▸ Exercise: Every record must be repeated precisely as it stands.

Segment Start: Exercise inputs

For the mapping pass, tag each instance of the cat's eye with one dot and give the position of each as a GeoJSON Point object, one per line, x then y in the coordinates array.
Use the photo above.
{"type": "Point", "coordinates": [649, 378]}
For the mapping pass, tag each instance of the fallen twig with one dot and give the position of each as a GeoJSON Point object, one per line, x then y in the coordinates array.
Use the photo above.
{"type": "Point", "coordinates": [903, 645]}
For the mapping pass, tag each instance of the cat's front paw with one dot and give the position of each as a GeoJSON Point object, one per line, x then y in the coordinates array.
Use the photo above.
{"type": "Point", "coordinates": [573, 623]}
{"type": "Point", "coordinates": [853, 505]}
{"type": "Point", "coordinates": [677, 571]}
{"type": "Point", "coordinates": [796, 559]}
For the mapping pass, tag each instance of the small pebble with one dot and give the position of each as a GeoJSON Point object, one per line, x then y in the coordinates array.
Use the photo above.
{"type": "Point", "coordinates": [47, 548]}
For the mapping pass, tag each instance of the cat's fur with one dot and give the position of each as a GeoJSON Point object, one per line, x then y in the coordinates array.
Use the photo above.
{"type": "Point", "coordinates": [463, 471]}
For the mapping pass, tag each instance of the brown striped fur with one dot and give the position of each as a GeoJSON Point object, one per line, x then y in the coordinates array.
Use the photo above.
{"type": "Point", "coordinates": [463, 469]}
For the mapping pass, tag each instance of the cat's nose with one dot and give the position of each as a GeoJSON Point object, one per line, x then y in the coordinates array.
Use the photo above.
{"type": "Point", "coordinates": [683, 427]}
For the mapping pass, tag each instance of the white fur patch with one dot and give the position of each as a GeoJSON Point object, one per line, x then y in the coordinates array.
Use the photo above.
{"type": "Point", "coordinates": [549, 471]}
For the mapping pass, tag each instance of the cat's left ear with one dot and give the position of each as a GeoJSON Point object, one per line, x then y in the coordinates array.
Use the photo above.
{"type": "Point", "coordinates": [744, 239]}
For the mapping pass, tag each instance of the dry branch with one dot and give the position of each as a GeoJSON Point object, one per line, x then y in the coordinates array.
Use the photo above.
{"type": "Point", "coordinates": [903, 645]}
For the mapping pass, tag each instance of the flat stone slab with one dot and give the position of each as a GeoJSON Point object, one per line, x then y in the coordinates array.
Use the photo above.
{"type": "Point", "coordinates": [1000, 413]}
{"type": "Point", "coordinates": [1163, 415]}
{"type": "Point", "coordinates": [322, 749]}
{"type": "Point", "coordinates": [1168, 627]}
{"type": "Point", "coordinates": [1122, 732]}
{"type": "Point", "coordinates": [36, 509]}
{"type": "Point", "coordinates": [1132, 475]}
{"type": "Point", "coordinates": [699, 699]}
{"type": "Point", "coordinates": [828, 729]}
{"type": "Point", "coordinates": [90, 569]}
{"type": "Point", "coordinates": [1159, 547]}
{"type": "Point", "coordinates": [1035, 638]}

Segment End: Exercise inputs

▸ Response for this exercise:
For the mapping pass, tag each instance of the cat's eye with one dot and give the position of each as a GeoJSON Point object, one per line, x then y in the coordinates array.
Use the photo above.
{"type": "Point", "coordinates": [649, 378]}
For the mapping pass, tag each instance of the fallen twig with one dot and give the position of each as a GeoJSON Point object, one per line, x then y in the coordinates array.
Use the photo above.
{"type": "Point", "coordinates": [903, 645]}
For the mapping pass, tag each instance of the cat's front paw with one dot and give the position of each as a GeoJSON Point object, one per line, x then y in the coordinates array.
Use the photo above.
{"type": "Point", "coordinates": [573, 623]}
{"type": "Point", "coordinates": [853, 505]}
{"type": "Point", "coordinates": [677, 571]}
{"type": "Point", "coordinates": [796, 559]}
For the mapping pass, tag each instance of the small pebble with one dot and give the position of each as a GeoJSON Point object, one per line, x then y in the coordinates array.
Use the photo above.
{"type": "Point", "coordinates": [47, 548]}
For the mapping pass, tag each instance of the cat's fur with one dot and give the position of each as a GeoJSON Point object, one per line, x then y in the coordinates array.
Use the photo above.
{"type": "Point", "coordinates": [463, 471]}
For the mapping pass, tag each instance of the brown striped fur with one dot and give the position of each as a GeoJSON Point object, one per line, x then y in the coordinates array.
Use the photo above.
{"type": "Point", "coordinates": [463, 469]}
For the mapping pass, tag each instance of the cat's nose with one dot and give the position of each as a GeoJSON Point object, one per line, x then y in the coordinates array.
Use the photo above.
{"type": "Point", "coordinates": [683, 427]}
For the mapping pass, tag each instance of the white fur patch with one dot and give the position of each as a GeoJSON Point object, one per line, x then y in the coordinates array.
Use the photo above.
{"type": "Point", "coordinates": [549, 471]}
For the mapping pass, tag each instance of the cat's left ear with one dot and give the position of each as a GeoJSON Point object, one per line, x then y in the coordinates array.
Use the photo above.
{"type": "Point", "coordinates": [744, 239]}
For the mapping pass, tag each instance of the dry branch with one dot and give the position of each as a GeoJSON Point object, one per line, x then y in the coordinates array.
Use the photo above.
{"type": "Point", "coordinates": [903, 645]}
For the mapping pass, tag each instance of the flat stone slab with one dot and give the position of each as a GeoJSON Point object, one per line, x then y in the coordinates array.
Use the photo above.
{"type": "Point", "coordinates": [1000, 413]}
{"type": "Point", "coordinates": [1163, 415]}
{"type": "Point", "coordinates": [322, 749]}
{"type": "Point", "coordinates": [1168, 627]}
{"type": "Point", "coordinates": [1122, 732]}
{"type": "Point", "coordinates": [36, 509]}
{"type": "Point", "coordinates": [1132, 475]}
{"type": "Point", "coordinates": [699, 699]}
{"type": "Point", "coordinates": [828, 729]}
{"type": "Point", "coordinates": [90, 569]}
{"type": "Point", "coordinates": [1159, 547]}
{"type": "Point", "coordinates": [1035, 638]}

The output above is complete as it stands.